▶ **Assignment**
Write out the passage on language acquisition below word for word, starting at the words "If the possibility" and ending after the words "spring into action.".

▶ **Excerpt to read**

Content starts

If the possibility of innate systems dedicated to language is not ruled out in accord with the dictates of the evangelical constructivists, then we can change the above account to allow for a collection of specific drives relevant to aspects of language acquisition, and for specific tools that take into account universals of linguistic structure, and the corresponding classifications.
The existence of drives equates to specific mechanisms being liable to be activated. When this happens the outcome is monitored and weight changes made that amount to learning. When one kind of skill has been developed, another level of process can spring into action.
Some proposals regarding how this might be implemented in practice for language have been made by Josephson and Blair , whose proposals for the acquisition of linguistic skills are consistent with the specific facts about language described for example by Pinker, and with the general picture of systems dedicated to handling specific classes of situation and entities developed here.
Fig. 1: Diagram showing relationships between the various
concepts discussed in this paper (see text for detailed
explanations). Upper case is used for physical entities, and italics
for constructs relating to language.

Content ends

▶ **Data extracts**

Content starts

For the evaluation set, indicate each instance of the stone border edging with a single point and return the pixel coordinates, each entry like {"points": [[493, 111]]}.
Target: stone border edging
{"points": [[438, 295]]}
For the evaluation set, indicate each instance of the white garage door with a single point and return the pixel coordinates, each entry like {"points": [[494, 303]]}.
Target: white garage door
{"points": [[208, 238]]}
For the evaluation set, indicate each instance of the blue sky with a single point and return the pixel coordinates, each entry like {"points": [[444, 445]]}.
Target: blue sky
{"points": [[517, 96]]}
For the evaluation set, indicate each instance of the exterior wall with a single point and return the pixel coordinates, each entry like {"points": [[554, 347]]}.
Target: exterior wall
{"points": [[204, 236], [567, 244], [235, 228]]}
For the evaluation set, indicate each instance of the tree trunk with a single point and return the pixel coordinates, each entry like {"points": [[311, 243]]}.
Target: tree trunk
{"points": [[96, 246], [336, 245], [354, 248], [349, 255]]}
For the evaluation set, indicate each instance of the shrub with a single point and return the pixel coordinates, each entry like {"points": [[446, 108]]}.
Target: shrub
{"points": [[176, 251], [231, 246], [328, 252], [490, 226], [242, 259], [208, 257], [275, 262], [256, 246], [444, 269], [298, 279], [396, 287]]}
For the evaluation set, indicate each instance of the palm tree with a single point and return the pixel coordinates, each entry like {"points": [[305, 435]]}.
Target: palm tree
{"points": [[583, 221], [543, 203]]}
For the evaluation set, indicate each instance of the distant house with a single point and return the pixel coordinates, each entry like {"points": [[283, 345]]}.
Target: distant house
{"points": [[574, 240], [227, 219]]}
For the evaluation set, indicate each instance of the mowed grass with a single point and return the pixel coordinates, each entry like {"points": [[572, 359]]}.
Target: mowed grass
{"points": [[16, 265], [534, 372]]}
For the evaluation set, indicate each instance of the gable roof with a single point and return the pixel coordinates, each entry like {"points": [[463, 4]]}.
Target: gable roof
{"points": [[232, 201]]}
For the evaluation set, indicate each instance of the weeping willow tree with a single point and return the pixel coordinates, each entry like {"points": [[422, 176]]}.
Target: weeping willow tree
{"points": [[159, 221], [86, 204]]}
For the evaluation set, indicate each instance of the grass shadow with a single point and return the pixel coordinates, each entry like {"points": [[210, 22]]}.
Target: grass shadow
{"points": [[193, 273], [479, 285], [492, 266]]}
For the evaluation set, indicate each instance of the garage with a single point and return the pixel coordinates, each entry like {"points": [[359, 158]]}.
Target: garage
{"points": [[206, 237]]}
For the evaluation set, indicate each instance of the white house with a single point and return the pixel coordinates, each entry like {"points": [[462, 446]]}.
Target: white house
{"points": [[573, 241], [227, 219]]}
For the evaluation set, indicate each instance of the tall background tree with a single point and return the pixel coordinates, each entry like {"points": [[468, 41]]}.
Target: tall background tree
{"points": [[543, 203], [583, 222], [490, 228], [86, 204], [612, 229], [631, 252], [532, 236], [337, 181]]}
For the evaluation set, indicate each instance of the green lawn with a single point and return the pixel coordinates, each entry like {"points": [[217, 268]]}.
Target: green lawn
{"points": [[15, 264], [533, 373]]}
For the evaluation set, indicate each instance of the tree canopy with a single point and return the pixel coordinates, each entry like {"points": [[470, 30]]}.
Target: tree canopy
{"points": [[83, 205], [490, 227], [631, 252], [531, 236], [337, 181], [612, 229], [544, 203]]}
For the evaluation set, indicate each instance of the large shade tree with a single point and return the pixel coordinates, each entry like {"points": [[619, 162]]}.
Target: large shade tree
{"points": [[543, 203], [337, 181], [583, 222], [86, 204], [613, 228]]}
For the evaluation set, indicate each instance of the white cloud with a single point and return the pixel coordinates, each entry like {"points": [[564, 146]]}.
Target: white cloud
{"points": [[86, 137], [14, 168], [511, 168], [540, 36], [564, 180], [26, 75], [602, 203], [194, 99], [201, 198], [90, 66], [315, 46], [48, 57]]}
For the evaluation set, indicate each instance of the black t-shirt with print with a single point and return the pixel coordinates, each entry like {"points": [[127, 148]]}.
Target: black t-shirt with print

Content ends

▶ **Worked solution**
If the possibility of innate systems dedicated to language is not ruled out in accord with the dictates of the evangelical constructivists, then we can change the above account to allow for a collection of specific drives relevant to aspects of language acquisition, and for specific tools that take into account universals of linguistic structure, and the corresponding classifications.
The existence of drives equates to specific mechanisms being liable to be activated. When this happens the outcome is monitored and weight changes made that amount to learning. When one kind of skill has been developed, another level of process can spring into action.